## begin The data

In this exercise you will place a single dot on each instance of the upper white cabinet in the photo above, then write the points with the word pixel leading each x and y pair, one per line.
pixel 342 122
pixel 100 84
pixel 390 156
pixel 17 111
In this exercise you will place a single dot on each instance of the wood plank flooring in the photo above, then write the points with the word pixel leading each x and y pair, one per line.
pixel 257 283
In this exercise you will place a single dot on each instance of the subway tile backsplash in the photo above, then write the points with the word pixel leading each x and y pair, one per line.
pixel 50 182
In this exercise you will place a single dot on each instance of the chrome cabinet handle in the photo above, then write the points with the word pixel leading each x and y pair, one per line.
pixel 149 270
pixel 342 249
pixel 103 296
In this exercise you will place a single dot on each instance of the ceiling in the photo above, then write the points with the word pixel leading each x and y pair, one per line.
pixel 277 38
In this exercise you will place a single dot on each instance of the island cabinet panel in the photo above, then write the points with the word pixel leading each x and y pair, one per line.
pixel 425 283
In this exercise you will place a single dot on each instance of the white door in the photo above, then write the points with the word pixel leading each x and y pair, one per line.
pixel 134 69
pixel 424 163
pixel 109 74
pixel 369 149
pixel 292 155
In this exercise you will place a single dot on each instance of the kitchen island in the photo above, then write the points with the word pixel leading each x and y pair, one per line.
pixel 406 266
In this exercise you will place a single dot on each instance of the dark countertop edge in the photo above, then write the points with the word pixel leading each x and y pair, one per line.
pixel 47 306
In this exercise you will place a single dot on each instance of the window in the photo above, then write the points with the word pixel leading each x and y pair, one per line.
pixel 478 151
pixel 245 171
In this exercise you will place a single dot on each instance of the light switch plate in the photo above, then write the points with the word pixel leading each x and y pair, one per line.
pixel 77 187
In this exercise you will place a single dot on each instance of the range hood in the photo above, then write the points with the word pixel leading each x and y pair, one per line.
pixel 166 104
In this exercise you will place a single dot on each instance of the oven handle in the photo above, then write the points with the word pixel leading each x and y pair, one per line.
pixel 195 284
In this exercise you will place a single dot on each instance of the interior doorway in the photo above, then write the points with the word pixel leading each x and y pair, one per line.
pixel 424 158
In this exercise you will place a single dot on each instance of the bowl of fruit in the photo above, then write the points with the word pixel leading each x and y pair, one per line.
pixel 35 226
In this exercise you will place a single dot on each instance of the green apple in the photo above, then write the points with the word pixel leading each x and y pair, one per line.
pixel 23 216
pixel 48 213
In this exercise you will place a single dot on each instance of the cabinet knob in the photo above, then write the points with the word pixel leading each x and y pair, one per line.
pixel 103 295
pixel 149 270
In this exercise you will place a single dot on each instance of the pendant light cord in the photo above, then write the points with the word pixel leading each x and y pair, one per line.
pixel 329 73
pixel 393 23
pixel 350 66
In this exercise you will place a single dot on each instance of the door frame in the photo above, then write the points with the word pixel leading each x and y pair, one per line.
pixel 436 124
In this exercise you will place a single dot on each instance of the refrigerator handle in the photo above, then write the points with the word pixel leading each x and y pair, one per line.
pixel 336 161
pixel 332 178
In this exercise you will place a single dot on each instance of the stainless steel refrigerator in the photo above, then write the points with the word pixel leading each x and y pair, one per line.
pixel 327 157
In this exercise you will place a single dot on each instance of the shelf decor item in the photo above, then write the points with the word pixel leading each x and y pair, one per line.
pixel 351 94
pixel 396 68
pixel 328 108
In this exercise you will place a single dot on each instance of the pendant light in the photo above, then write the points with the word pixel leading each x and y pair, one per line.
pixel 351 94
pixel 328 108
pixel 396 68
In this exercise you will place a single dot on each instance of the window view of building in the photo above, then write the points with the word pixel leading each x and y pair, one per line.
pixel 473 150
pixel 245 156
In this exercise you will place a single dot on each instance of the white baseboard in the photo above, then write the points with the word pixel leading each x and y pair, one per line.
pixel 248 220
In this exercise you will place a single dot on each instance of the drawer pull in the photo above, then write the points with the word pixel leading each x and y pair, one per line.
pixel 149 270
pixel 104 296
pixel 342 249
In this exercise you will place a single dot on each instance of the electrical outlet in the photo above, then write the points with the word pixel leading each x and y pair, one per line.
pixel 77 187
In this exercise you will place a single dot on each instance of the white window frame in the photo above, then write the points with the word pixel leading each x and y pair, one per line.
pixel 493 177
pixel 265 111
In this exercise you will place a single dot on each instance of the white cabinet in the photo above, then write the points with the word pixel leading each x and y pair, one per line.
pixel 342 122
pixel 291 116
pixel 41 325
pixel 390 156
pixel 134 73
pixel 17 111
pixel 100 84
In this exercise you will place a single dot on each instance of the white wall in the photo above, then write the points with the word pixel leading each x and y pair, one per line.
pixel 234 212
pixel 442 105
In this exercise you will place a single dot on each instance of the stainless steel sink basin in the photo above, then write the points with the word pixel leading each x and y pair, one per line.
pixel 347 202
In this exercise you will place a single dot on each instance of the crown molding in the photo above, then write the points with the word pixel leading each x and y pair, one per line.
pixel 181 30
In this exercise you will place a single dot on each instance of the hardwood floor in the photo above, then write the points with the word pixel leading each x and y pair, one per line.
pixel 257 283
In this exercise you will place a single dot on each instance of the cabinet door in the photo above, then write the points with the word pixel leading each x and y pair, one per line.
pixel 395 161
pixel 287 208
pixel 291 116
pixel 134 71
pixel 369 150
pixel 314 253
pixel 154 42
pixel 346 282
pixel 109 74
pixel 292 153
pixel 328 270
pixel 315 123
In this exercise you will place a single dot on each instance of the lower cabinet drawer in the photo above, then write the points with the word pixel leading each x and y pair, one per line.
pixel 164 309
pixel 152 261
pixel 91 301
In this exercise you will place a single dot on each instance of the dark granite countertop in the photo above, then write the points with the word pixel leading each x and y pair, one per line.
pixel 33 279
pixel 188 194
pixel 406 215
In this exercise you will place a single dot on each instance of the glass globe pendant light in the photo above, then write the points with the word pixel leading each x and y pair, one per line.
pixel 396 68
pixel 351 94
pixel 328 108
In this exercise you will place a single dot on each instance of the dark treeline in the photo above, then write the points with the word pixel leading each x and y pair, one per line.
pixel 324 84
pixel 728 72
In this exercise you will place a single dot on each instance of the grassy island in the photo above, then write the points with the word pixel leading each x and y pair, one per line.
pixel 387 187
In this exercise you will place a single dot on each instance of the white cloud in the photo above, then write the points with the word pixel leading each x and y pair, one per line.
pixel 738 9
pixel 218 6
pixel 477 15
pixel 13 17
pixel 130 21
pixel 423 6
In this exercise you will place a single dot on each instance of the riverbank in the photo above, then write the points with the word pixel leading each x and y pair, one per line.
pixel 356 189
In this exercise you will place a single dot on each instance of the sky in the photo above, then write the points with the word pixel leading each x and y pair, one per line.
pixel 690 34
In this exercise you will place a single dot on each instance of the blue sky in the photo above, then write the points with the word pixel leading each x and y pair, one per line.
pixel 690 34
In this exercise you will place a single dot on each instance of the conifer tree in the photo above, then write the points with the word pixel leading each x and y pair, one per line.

## end The data

(Given problem) Copy out, word for word, everything from the start of the records down to and including the line that contains "pixel 50 182".

(The reply)
In this exercise you will place a single dot on each instance of the upper white cabinet in the photo above, then write the points with the word pixel leading each x and y pair, one per line.
pixel 342 122
pixel 100 84
pixel 390 156
pixel 17 111
In this exercise you will place a single dot on each instance of the wood plank flooring in the photo above, then write the points with the word pixel leading each x and y pair, one per line.
pixel 257 283
In this exercise you will place a single dot on each instance of the subway tile backsplash in the photo above, then write the points with the word pixel leading each x and y pair, one per line.
pixel 50 182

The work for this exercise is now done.